Exercise materials below:
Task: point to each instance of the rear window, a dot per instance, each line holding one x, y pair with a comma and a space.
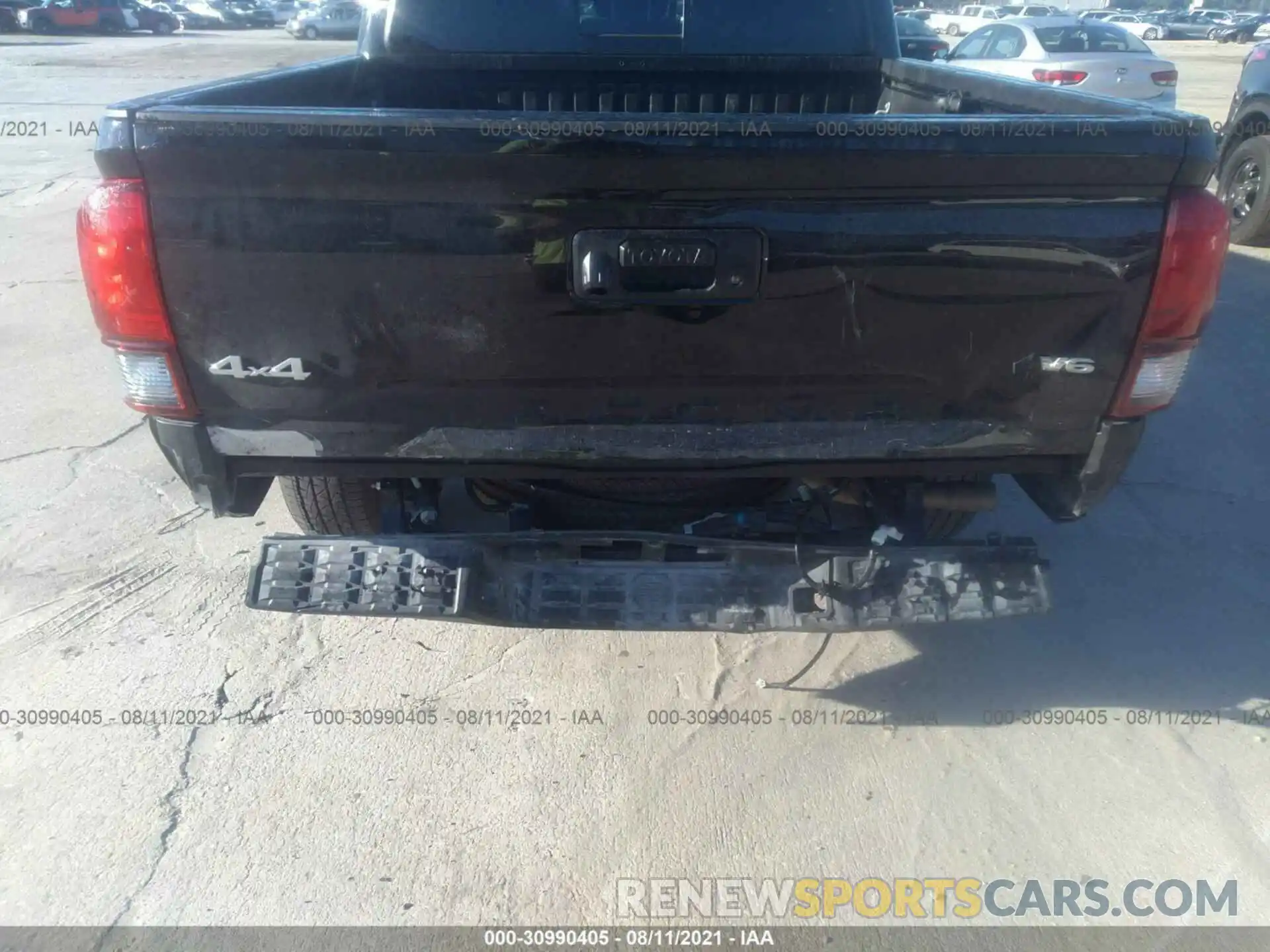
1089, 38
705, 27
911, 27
End of Exercise materials.
Exercise materials below:
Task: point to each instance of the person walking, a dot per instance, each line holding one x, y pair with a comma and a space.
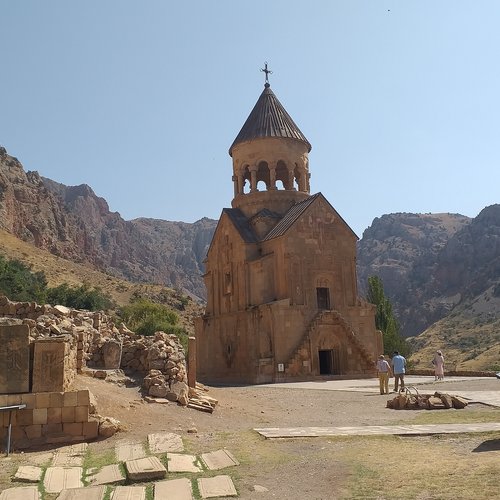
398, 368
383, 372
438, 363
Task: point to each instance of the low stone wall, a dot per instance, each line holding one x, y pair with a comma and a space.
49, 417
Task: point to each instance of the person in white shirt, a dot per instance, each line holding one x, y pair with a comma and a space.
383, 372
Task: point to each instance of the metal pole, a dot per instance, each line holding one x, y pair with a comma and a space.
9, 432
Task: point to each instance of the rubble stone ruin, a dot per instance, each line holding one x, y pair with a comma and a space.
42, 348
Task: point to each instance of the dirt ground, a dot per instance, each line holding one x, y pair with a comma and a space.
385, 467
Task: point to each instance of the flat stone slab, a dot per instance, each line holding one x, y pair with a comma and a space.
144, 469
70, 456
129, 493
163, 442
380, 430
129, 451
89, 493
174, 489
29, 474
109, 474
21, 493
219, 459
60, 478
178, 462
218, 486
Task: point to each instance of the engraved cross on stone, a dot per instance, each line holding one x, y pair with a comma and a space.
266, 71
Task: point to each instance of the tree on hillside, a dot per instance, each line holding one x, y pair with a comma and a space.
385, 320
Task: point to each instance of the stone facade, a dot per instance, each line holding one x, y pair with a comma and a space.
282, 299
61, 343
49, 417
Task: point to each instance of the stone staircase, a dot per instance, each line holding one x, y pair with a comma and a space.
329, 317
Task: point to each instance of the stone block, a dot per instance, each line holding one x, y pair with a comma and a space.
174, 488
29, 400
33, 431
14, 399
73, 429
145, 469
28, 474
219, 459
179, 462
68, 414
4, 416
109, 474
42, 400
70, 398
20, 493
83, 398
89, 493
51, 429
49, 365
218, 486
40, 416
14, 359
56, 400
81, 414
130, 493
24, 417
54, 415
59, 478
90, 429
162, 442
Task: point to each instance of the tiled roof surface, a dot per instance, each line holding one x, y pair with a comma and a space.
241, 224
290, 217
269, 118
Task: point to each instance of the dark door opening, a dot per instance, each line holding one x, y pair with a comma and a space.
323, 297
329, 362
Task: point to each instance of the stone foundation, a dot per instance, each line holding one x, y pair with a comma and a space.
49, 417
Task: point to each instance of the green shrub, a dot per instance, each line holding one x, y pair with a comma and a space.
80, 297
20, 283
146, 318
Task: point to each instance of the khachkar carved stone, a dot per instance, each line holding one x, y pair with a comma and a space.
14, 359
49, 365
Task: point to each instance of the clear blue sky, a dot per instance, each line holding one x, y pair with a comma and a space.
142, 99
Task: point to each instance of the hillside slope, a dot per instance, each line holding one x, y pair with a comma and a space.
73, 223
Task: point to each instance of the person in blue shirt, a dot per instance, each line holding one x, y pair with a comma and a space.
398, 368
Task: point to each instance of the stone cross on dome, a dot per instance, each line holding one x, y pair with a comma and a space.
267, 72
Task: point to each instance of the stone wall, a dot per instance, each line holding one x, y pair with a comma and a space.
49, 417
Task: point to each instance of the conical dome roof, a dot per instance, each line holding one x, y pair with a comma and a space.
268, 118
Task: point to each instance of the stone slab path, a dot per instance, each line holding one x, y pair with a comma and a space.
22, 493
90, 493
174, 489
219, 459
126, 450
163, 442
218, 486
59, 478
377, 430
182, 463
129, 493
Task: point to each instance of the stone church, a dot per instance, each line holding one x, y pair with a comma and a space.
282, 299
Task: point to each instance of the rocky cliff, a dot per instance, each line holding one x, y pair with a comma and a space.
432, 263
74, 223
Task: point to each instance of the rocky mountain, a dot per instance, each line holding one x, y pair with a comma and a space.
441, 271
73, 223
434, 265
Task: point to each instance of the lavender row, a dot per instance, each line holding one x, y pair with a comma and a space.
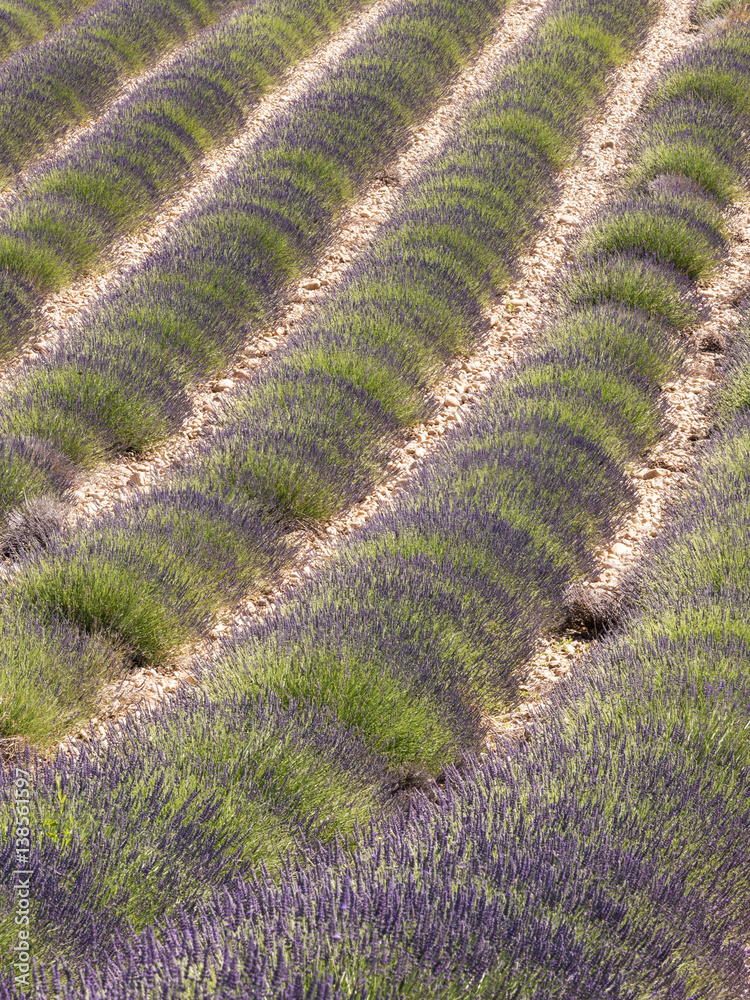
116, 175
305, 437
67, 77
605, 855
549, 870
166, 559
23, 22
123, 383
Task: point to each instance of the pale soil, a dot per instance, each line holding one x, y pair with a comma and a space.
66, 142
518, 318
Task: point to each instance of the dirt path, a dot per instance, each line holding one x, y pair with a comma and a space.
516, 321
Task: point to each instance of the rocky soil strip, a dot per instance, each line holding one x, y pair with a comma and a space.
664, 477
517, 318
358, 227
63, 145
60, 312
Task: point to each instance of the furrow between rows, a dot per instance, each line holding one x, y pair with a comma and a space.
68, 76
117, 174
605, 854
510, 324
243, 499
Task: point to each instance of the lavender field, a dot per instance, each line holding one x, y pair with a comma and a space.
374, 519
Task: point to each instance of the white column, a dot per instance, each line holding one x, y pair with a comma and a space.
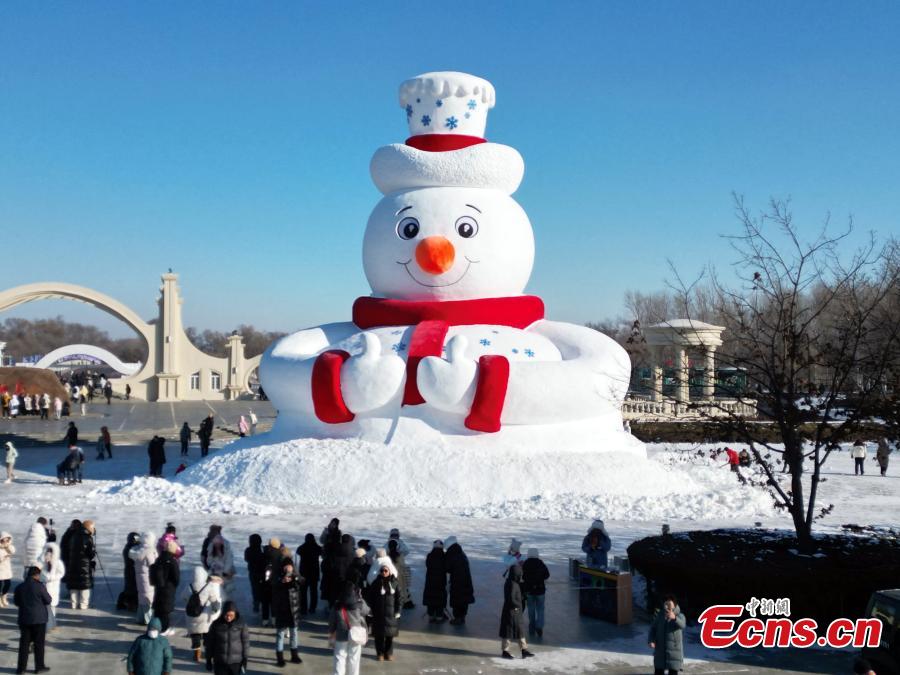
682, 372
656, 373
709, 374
End of Exercise materials.
Exercise materials below:
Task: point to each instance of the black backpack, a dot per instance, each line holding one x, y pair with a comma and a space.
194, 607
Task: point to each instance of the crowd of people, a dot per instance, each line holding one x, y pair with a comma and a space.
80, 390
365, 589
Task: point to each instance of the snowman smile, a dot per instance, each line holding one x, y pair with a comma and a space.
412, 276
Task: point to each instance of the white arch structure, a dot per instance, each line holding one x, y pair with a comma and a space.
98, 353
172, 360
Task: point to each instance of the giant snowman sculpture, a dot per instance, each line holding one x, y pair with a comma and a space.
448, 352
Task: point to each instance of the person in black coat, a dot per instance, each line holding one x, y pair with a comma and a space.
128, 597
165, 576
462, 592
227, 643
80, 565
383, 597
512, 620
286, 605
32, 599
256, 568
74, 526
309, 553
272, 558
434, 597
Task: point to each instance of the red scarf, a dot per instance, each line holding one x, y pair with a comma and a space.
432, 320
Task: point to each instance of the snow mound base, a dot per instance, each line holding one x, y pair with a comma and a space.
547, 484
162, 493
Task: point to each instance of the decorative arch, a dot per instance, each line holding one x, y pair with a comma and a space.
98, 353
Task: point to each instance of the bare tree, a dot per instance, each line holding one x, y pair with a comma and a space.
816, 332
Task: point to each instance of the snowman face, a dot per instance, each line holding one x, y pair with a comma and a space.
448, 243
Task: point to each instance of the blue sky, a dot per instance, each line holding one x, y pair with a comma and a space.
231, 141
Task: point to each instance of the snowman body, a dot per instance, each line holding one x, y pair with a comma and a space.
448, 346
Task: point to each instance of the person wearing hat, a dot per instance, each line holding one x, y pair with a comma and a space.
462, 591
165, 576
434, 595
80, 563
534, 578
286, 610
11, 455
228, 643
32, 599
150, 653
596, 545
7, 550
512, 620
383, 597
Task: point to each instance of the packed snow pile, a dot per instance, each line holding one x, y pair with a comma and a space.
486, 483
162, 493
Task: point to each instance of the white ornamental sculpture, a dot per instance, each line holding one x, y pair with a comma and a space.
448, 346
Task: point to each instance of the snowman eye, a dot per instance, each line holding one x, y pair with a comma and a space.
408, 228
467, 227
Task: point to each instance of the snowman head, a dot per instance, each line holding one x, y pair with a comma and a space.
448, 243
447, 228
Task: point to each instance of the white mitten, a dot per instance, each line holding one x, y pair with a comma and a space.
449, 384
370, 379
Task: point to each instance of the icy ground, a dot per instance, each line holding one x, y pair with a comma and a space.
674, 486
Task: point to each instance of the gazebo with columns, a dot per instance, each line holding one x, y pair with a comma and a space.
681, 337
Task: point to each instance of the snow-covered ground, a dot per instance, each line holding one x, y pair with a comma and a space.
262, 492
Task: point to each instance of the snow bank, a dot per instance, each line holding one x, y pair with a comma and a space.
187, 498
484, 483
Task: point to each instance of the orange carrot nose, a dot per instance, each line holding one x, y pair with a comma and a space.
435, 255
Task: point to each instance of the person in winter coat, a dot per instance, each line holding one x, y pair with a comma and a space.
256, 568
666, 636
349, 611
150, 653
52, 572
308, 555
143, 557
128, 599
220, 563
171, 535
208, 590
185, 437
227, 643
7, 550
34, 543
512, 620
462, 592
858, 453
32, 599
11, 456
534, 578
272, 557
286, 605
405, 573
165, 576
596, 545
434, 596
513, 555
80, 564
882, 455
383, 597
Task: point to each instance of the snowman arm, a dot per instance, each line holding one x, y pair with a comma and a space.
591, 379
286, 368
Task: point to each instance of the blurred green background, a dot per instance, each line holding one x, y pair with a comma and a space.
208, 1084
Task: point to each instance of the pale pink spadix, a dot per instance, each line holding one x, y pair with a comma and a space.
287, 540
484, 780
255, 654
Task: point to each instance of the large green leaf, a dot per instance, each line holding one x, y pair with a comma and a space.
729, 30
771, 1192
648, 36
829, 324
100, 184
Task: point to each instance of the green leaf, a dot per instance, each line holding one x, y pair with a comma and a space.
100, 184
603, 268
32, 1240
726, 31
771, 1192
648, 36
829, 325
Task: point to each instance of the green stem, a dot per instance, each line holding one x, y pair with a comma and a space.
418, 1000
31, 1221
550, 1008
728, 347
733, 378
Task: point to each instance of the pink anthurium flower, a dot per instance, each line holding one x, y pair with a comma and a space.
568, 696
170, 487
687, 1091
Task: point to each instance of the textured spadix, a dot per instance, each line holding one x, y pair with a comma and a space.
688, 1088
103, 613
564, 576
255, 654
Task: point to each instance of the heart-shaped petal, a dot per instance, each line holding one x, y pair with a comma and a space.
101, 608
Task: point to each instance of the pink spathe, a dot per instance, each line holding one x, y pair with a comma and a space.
End of Exercise materials.
Instructions to follow:
Looking at the data above, write out exactly the lines that start at the one containing "Task: point to each instance of the textured" and end at the one containing "Task: point to each instance of the pink spathe, a"; include both and nothing beyond.

Task response:
Task: point to each instance of the textured spadix, a dot per instance, each line holding one x, y pair with a comma and a space.
688, 1088
103, 613
564, 576
255, 654
Task: point to each instance of the heart-shaped petal, a dot per instance, each line holding one x, y pair with a comma and a space.
101, 608
Task: point to each instance of the pink spathe, a dot per instance, each line holding one x, y pair with a comma and a space.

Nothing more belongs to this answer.